Simple Tips for Financial Freedom – PART 1

Perhaps the first question to ask is: Why should you take my advice?

I achieved freedom from debt by age 30. In less than 8 years I paid off a combined total of $72,000 in Student Loans, Auto Loans, Loans from Family, and Credit Card Debt. I do still have a mortgage, which even at a conservative estimate represents less than 60% of the value of my property. I also currently have about a third of my annual family income socked away for a rainy day (or maybe a Tesla).

For the first time in my life, I feel wealthy, not my because my family income is higher, in fact, it’s significantly less than a few years ago.

Family income

I love a good bar graph!

I feel wealthy because I now have positive cash flow due to paying off debts. If you are making a decent income but you still live paycheque to paycheque, it is because you have negative cash flow, and this traps you in a negative circle of continuing to work and make debt payments, while never really getting off of the hamster wheel.

Cash Flow is an accounting concept, but it can be illustrated simply, as follows:

Incoming Cash (Paycheques) – Outgoing Cash (Bills & Spending) = +/- Cash Flow

Positive cash flow means you have money leftover in the bank when your next paycheque comes in. You can then use this leftover money to increase your savings, splurge on a special item, or take a guilt-free vacation because it wasn’t paid for on a credit card! It takes some sacrifices and self-control, but the payoff is well worth it!

So, if you feel like taking my advice, here are my tips for getting your personal finances to the point of positive cash flow!

  • Know your spending habits. 

    I’ve heard people say things like “Oh, I never look at my bank/credit card statement, it’s too depressing.” If you really want to change your financial situation, your very first step is to figure out where your money is going. I like the free app Mint by Intuit for personal finance and budgeting. You connect your bank feed to the program and set expense categories for vendors. This really helps to determine your problem areas.


    This is not sponsored, I just like the app! Looove me some pie charts too.

  • Create a budget and stick to it.

◆ Dataset content:
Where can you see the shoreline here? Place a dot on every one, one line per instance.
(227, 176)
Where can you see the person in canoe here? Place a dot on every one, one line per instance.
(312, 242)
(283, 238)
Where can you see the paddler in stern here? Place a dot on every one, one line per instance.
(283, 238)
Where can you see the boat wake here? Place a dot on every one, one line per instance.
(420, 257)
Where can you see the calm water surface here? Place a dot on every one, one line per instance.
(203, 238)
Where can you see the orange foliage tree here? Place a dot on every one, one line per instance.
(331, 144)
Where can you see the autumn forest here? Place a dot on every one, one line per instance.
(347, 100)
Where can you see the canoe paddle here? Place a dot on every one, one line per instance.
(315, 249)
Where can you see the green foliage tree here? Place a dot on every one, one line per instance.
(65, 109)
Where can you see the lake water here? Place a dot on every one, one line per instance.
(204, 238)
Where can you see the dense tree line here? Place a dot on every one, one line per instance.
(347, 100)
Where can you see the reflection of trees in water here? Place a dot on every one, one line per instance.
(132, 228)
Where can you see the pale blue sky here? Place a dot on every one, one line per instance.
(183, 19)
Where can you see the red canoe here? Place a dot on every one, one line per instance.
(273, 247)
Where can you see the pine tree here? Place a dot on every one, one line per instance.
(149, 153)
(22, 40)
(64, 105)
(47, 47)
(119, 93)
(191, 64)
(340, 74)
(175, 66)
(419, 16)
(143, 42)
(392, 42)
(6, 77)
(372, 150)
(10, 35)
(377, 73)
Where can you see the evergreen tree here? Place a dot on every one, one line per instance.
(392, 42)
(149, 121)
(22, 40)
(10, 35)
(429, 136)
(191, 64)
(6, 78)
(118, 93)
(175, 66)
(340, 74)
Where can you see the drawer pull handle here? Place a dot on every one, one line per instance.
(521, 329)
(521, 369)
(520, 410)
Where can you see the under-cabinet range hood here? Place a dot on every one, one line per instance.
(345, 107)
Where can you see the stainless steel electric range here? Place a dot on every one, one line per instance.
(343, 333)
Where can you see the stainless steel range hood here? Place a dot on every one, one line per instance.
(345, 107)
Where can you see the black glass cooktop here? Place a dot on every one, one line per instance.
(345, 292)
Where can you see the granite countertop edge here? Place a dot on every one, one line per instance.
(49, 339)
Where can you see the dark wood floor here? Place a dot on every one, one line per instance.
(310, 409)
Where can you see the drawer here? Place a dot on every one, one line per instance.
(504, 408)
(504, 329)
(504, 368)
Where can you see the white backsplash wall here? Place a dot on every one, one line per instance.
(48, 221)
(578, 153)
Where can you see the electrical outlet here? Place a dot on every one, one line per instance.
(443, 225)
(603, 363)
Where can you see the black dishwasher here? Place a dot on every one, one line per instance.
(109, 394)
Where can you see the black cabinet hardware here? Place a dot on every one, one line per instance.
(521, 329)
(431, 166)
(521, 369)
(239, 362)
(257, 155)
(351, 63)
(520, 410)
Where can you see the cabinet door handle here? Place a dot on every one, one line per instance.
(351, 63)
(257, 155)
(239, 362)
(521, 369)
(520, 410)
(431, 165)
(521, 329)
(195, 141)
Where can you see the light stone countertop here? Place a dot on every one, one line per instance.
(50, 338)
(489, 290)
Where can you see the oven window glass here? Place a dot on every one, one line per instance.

◆ The problem:
In the financial freedom tips above, what combined amount of debt did the writer pay off in less than eight years?

◆ Completed exercise:
$72,000